To do ▸ From the first line of the entries through the line containing "box: [928, 515, 947, 541]", reproduce the text with "coarse mask" substituted for "rough mask" and nothing else altered. Leave the pictures out.

Data excerpts
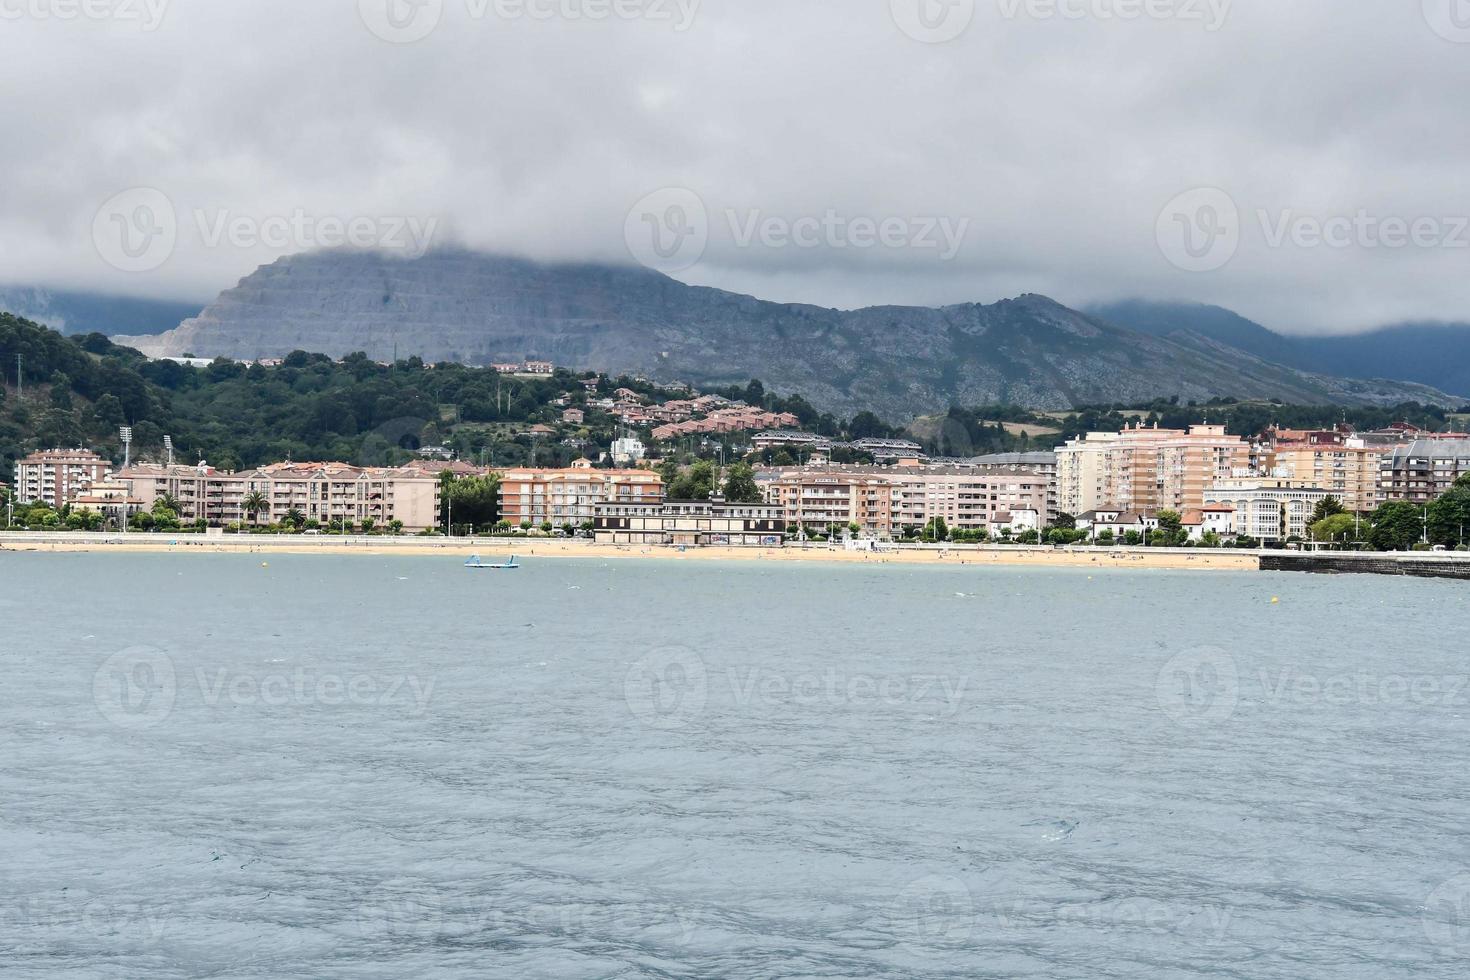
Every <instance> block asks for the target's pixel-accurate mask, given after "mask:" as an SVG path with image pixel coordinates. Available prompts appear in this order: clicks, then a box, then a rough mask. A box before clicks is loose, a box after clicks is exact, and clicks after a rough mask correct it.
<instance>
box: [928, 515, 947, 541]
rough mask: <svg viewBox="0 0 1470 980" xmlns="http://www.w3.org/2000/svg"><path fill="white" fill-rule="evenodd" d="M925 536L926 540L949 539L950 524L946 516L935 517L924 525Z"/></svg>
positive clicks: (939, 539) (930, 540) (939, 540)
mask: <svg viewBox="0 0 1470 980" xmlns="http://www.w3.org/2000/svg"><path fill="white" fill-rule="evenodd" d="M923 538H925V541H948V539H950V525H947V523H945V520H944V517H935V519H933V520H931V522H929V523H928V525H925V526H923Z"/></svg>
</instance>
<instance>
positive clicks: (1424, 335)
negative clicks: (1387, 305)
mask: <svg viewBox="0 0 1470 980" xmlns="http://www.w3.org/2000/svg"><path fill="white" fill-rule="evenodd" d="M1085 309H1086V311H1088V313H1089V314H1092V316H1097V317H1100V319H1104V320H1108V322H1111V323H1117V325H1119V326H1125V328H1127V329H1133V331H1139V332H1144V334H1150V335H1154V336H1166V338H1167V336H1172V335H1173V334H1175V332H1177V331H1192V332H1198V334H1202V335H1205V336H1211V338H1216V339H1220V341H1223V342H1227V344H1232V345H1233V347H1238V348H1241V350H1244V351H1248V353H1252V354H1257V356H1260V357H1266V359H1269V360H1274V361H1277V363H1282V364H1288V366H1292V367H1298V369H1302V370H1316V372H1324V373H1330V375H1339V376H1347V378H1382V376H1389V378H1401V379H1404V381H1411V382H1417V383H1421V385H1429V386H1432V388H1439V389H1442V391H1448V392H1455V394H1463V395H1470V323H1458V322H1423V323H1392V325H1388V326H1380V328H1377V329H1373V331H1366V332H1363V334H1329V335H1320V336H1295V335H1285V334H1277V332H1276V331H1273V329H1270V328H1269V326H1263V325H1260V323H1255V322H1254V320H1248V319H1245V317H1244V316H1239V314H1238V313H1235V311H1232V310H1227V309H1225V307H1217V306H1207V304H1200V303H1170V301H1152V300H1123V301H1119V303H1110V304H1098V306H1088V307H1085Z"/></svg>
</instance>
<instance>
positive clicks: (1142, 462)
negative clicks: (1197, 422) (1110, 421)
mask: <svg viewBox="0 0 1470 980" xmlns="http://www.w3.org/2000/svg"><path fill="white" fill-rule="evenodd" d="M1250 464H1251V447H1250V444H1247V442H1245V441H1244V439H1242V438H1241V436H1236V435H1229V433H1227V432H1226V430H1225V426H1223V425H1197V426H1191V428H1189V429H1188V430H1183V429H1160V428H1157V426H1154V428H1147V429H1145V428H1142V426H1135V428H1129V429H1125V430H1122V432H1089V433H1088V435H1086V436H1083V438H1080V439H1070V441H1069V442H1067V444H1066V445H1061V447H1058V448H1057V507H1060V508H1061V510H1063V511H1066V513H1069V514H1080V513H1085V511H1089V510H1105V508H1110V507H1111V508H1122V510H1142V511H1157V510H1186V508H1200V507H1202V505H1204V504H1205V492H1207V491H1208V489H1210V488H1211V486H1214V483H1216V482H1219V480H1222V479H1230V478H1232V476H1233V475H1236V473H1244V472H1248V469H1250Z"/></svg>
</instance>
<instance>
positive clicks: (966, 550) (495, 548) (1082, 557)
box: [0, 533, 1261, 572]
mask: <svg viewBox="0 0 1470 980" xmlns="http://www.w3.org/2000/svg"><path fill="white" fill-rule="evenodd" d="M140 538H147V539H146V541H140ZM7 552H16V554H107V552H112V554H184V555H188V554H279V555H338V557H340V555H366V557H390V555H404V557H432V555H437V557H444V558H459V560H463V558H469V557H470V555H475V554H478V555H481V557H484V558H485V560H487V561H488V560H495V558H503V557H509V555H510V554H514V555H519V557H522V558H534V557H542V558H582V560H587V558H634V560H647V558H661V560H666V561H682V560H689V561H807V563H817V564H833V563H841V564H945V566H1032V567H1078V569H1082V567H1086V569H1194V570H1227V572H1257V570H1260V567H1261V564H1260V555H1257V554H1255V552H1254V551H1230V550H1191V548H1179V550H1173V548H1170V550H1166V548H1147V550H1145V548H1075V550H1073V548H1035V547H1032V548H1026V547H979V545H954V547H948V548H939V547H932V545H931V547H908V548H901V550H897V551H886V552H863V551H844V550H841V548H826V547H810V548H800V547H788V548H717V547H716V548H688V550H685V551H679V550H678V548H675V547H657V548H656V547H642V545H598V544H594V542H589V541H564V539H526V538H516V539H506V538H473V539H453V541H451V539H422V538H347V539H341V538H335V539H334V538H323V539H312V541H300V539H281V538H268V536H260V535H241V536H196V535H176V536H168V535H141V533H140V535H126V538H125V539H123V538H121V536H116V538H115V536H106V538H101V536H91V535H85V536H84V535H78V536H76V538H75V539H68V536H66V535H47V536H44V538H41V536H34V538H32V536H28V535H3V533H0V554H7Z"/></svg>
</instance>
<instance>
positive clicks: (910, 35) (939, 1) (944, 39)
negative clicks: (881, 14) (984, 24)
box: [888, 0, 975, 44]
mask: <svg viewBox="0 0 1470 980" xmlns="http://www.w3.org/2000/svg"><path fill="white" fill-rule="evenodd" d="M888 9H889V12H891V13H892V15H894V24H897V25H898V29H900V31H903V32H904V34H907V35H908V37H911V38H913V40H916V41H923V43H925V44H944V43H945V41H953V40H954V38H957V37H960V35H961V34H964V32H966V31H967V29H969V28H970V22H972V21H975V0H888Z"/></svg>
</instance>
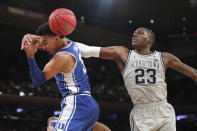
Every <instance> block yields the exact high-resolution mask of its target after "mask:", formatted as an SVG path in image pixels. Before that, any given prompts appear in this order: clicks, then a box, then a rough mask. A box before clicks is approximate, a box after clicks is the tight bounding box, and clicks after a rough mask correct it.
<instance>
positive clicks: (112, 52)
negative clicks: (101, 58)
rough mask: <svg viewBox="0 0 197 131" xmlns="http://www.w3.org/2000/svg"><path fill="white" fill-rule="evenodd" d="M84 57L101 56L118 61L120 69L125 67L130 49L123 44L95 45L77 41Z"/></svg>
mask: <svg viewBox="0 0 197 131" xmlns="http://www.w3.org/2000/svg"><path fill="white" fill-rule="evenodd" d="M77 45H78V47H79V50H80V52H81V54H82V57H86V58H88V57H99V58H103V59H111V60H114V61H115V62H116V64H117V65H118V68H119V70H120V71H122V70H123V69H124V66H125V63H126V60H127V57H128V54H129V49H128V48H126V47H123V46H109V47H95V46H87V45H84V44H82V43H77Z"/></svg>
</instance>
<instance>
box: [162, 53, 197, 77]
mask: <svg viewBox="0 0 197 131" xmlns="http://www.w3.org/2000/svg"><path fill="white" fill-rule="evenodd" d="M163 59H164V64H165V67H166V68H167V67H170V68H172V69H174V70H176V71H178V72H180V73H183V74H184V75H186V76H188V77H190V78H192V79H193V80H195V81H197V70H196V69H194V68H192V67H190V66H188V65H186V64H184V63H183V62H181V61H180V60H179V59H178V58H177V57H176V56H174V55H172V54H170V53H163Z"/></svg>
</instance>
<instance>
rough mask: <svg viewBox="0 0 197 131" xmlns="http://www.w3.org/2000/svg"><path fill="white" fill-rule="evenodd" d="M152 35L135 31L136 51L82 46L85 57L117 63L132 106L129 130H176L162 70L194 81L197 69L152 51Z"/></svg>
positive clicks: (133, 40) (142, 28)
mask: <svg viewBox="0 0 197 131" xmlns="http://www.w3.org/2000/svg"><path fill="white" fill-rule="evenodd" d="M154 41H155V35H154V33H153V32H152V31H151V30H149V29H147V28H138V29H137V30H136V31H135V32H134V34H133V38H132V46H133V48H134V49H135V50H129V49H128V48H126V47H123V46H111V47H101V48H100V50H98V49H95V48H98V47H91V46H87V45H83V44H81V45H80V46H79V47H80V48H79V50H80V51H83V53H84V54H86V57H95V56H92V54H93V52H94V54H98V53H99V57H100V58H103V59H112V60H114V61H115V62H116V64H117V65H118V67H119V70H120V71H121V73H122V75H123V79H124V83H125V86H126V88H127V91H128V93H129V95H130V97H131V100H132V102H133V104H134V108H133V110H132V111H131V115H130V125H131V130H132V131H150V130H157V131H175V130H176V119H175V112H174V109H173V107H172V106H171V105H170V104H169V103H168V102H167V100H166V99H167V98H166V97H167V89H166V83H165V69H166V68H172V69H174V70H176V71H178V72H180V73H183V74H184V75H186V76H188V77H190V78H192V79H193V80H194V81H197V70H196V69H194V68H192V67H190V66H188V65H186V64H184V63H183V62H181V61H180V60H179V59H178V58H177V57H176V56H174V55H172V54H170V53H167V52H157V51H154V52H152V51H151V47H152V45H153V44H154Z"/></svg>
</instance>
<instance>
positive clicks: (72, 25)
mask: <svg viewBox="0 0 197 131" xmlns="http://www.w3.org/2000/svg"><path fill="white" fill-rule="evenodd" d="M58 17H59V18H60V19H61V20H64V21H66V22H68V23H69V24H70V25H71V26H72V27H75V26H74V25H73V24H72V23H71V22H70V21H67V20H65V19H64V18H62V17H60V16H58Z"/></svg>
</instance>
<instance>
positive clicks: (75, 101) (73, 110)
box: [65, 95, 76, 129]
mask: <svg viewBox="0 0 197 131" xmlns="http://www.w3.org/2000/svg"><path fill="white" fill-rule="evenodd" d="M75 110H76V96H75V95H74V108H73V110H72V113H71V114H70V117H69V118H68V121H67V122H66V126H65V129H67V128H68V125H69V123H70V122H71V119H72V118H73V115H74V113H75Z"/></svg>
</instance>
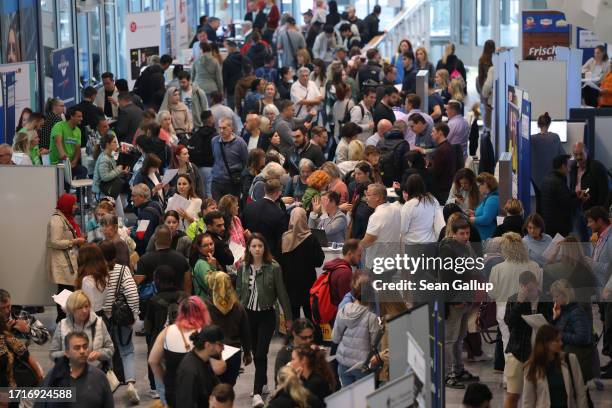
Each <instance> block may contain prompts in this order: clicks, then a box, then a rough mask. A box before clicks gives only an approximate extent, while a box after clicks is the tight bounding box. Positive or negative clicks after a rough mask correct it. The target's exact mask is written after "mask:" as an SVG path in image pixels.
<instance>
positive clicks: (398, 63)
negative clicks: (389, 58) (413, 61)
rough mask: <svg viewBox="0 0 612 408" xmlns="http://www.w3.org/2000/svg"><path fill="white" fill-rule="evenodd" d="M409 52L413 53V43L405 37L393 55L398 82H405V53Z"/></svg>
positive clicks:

Your response ▸
Every <instance> block asks for the target's pixel-accurate mask, given after "mask:" as an SVG path with image pixel coordinates. Available prompts appear in this order: clicks, then a box, then a coarse mask. A box before clicks is loose, a box after clicks is exact, and clicks after a coarse mask correct it.
<instance>
box: [928, 515, 947, 541]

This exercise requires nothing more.